**Problem details:**
In the listing below, find the line that contains "Could you spot the rear cab" and the line that contains "point(194, 54)". Quote both and every line between them, exactly, and nothing more.

**Material provided:**

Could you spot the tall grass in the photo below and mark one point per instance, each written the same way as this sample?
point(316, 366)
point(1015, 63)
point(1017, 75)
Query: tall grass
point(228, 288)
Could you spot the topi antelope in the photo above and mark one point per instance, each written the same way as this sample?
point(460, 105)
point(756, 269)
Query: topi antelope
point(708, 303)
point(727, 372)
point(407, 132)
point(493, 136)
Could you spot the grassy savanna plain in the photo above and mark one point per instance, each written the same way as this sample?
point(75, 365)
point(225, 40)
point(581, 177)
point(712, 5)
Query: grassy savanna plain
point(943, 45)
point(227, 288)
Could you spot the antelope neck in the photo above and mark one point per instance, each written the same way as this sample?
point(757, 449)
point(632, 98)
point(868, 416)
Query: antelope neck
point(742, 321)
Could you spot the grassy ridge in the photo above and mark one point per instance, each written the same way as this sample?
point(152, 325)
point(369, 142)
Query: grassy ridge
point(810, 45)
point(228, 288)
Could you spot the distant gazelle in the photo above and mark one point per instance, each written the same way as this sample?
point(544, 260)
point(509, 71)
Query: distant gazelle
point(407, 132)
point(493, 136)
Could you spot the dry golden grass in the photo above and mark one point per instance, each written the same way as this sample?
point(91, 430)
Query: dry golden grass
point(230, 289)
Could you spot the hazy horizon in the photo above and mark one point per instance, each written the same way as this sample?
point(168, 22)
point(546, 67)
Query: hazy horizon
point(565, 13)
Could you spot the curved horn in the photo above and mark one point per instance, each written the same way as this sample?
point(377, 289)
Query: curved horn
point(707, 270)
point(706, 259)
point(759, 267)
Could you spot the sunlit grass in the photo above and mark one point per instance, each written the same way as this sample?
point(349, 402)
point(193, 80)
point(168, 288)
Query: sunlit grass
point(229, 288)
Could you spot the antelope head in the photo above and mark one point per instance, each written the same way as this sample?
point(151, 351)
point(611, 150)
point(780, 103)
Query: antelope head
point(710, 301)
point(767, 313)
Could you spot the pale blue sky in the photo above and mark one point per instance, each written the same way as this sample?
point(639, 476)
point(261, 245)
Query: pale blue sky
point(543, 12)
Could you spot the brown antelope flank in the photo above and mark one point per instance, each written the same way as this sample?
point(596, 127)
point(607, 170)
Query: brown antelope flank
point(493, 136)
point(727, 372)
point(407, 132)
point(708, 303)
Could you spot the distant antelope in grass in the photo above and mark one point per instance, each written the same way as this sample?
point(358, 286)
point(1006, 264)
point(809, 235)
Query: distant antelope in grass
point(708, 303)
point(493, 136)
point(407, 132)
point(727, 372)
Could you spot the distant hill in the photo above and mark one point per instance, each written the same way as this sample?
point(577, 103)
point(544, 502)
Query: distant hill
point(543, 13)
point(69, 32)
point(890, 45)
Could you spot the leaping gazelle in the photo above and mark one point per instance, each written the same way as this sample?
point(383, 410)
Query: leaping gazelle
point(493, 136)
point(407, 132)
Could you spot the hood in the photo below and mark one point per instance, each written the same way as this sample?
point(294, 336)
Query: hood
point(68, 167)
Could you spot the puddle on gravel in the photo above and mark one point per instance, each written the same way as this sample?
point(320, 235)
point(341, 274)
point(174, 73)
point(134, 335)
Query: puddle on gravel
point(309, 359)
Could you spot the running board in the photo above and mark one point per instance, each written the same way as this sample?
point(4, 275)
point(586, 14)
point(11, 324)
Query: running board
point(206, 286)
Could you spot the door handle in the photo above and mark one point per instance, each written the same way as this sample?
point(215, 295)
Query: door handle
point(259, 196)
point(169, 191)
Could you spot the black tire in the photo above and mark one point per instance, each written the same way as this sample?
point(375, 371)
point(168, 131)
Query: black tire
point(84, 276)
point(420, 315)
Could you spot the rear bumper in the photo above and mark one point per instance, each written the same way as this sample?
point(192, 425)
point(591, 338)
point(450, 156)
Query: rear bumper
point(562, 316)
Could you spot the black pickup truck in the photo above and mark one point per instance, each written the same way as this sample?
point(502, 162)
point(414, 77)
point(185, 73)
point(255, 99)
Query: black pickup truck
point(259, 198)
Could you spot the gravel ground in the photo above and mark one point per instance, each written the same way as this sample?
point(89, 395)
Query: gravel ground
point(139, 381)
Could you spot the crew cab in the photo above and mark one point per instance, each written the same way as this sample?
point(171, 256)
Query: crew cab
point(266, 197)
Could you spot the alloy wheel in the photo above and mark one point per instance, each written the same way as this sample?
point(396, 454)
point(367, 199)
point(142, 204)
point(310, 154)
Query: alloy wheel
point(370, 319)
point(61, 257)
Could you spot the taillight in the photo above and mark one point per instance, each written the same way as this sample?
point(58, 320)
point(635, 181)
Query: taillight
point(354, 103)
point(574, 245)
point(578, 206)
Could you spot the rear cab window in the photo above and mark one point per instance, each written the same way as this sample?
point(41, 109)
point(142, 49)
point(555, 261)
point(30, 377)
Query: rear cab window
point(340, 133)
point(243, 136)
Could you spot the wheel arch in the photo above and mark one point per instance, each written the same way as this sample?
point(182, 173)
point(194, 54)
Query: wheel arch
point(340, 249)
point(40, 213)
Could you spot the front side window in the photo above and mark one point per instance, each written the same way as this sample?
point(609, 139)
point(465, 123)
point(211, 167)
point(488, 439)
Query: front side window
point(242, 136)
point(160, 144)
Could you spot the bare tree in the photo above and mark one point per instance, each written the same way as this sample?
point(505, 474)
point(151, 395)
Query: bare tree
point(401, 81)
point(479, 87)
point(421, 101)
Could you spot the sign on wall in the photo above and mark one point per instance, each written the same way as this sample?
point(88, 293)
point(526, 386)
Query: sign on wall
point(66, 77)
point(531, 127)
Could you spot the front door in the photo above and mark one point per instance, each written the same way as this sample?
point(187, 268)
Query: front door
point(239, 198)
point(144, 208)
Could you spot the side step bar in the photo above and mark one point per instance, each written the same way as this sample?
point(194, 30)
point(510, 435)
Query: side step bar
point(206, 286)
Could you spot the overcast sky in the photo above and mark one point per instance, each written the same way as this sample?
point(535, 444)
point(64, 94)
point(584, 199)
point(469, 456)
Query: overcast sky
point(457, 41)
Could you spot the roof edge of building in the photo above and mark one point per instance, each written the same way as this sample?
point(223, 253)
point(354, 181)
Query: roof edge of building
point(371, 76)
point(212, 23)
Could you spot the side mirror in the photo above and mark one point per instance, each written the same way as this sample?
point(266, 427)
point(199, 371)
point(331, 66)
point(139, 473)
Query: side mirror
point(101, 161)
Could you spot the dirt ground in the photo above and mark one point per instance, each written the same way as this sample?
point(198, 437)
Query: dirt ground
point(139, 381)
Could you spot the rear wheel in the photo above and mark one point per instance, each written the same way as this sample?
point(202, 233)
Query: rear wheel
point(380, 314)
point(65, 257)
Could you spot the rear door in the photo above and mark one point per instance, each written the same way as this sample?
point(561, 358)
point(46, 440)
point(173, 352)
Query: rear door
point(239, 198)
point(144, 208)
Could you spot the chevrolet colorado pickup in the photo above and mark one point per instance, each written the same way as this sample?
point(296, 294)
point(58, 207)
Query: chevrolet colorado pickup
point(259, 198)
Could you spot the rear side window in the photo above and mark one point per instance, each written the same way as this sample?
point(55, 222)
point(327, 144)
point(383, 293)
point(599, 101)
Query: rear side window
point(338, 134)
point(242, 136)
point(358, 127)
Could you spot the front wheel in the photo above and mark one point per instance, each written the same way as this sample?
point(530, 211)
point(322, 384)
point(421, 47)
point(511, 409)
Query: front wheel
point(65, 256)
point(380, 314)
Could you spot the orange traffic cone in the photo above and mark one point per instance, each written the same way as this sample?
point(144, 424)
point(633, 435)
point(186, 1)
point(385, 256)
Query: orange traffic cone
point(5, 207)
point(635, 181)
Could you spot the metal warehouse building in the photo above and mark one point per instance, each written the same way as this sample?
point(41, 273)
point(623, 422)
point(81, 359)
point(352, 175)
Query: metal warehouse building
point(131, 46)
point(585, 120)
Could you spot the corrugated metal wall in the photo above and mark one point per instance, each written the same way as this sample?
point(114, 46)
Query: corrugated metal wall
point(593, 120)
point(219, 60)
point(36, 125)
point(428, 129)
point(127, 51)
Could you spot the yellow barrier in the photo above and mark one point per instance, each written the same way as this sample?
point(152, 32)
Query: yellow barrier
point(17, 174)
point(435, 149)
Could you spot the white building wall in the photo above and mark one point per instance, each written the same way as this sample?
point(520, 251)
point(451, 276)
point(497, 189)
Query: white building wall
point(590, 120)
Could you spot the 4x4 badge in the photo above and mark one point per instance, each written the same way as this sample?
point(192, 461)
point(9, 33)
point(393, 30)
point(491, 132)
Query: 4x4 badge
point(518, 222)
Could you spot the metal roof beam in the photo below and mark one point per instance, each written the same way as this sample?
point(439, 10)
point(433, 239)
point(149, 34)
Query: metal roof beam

==

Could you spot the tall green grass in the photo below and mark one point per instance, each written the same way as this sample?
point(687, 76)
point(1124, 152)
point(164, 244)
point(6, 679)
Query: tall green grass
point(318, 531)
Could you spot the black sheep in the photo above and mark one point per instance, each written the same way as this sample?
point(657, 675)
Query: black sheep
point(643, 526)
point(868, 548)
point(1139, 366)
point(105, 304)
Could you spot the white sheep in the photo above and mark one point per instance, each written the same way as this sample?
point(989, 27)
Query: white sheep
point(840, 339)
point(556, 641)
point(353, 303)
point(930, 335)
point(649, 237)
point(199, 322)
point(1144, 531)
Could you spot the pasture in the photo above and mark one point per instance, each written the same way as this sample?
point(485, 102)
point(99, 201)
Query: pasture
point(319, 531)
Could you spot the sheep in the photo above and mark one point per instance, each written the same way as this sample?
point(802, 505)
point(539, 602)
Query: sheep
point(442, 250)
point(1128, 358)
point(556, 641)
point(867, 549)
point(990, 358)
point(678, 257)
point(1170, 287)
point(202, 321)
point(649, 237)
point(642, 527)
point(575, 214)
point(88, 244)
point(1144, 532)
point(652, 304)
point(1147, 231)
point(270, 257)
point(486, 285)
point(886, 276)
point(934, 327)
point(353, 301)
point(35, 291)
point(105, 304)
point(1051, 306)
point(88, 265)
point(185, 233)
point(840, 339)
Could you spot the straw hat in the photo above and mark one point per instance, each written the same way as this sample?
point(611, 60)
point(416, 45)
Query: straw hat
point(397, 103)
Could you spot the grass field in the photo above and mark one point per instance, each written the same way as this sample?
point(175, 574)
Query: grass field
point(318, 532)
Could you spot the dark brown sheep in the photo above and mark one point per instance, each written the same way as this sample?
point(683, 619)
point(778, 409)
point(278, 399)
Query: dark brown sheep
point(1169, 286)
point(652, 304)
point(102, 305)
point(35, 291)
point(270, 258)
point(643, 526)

**Solution to this task:**
Could you spot the rear cab window in the photo above and mark one point per instance, each written the same way as this sample?
point(41, 109)
point(142, 49)
point(555, 261)
point(30, 377)
Query: rear cab window
point(340, 133)
point(243, 136)
Could you spot the wheel arch in the photo above and mark one point per instance, each written the same way as this sample?
point(182, 173)
point(194, 54)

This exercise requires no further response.